— START SUPPLIED PASSAGE —

It’s well known that on March 31, the Trump administration gutted fuel-economy and greenhouse gas rules for model years 2021 to 2026. But what does it mean specifically for electric vehicles? Environmental law firm Beveridge & Diamond broke down the new rule, shedding light on provisions for EVs.
The most-reported item is the lowering of fuel-efficiency targets. Let’s focus on projected real-world MPG numbers so it aligns with what we experience on the road. Under Obama-era rules, automakers were required to achieve a fleet average of 39 miles per gallon through 2026. Instead, the target will be 33.2 MPG.
That’s about a 15% drop in the target. So instead of a 5% annual increase from now until 2026, the increase is 1.5% annually. (The Safer Affordable Fuel-Efficient Rule had first proposed a 0% gain.) The final rule becomes effective 60 days after publication in the Federal Register.
The lowered fuel-efficiency targets are the second of the one-two punch known as the Safer Affordable Fuel-Efficient (SAFE) Rule. The first blow was when the administration rescinded EPA-issued waivers authorizing California to set more stringent GHG standards and to enforce its Zero Emission Vehicles mandate.
Beveridge & Diamond explains:
Because the rule inevitably will be challenged, OEMs face significant regulatory uncertainty as they must presently design vehicle models to satisfy the potentially applicable future standards.
Daniel B. Schulson, principal in Beveridge & Diamond’s Mobile Source Regulation practice, explained in an email to Electrek:
The bottom line is that, at this point, there is a significant amount of litigation-related uncertainty.

— END SUPPLIED PASSAGE —
— START SUPPLIED ENTRIES —

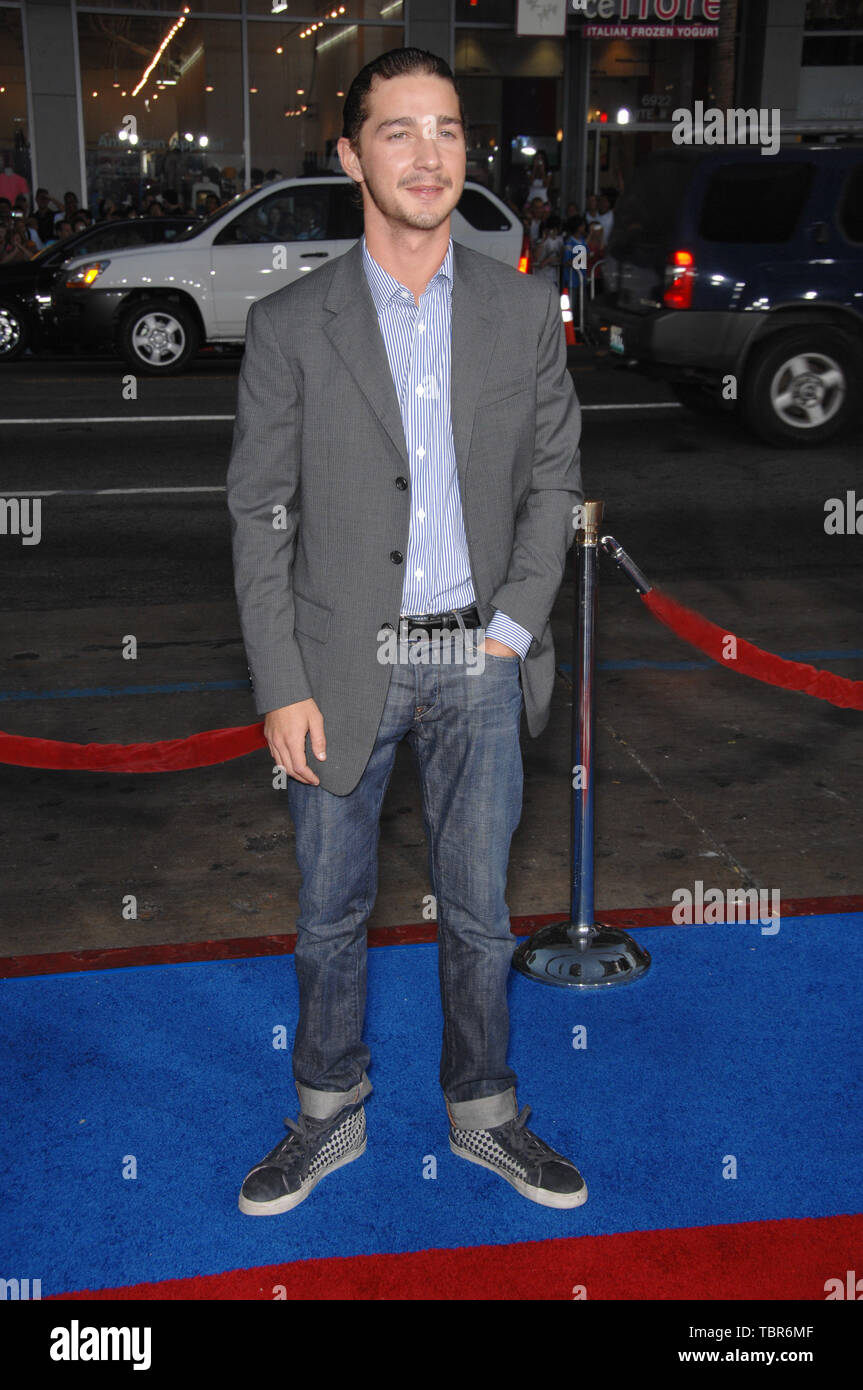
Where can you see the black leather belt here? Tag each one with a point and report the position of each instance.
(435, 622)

— END SUPPLIED ENTRIES —
— START SUPPLIED ENTRIES —

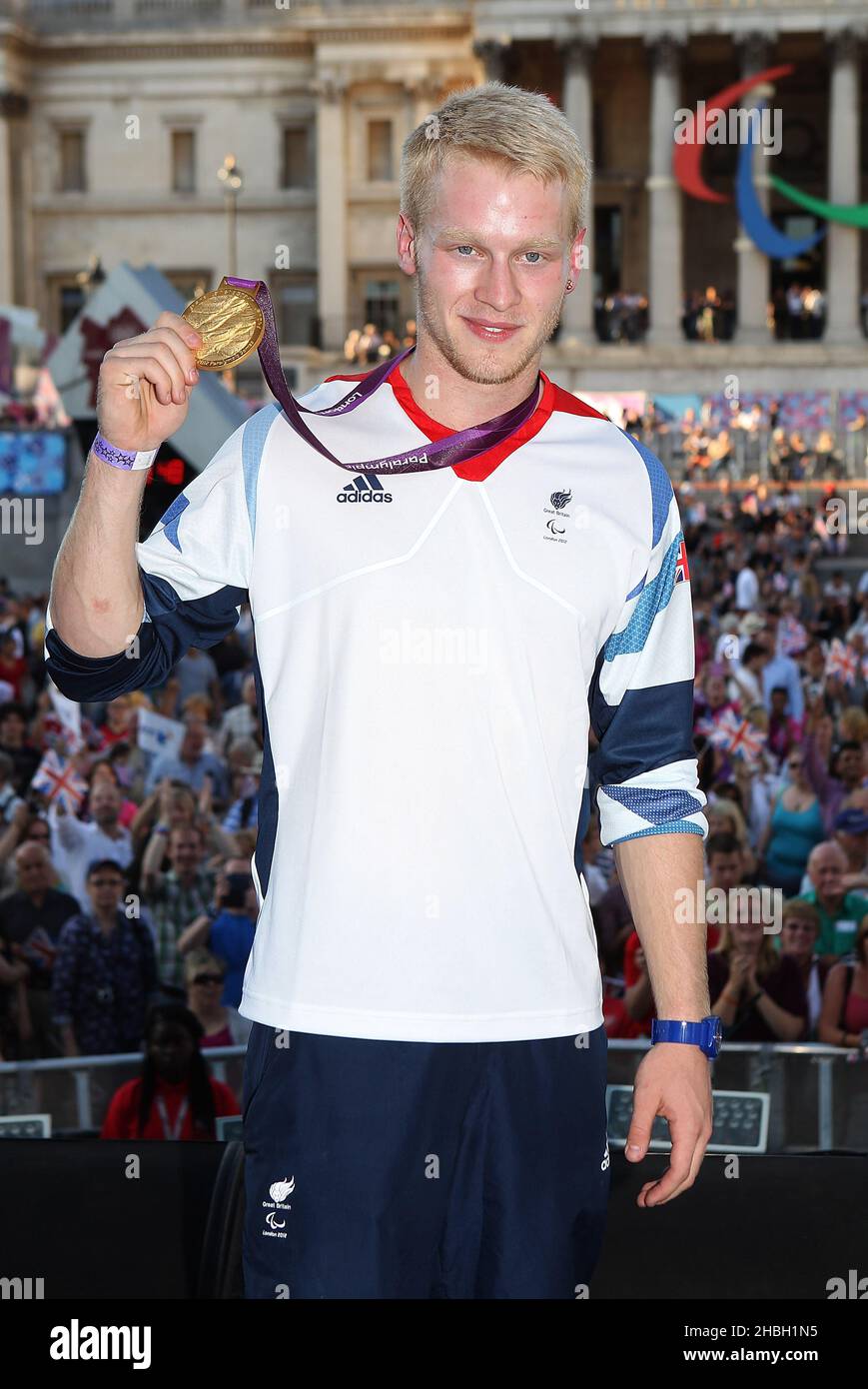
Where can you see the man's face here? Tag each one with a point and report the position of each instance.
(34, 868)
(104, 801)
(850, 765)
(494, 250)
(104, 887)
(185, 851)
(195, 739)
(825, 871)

— END SUPPLIED ENTRIES —
— START SUPPLIED ENTRIES —

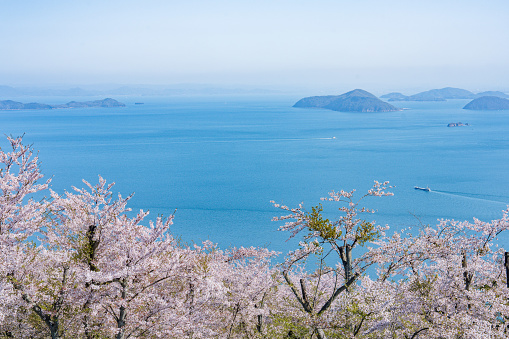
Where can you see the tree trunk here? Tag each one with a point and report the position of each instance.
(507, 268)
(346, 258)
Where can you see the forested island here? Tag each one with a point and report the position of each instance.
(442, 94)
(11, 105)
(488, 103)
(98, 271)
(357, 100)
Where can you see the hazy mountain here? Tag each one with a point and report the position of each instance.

— END SUPPLIED ENTRIES —

# TO BE DONE
**A)** In the fuel-economy passage, what fleet average fuel-efficiency target will automakers have to reach through 2026 under the new rule?
**B)** Repeat word for word the part of the fuel-economy passage that begins at "Daniel B. Schulson, principal" and ends after "of litigation-related uncertainty.".
The records come from a separate source.

# TASK-BY-TASK OUTPUTS
**A)** 33.2 miles per gallon.

**B)**
Daniel B. Schulson, principal in Beveridge & Diamond’s Mobile Source Regulation practice, explained in an email to Electrek:
The bottom line is that, at this point, there is a significant amount of litigation-related uncertainty.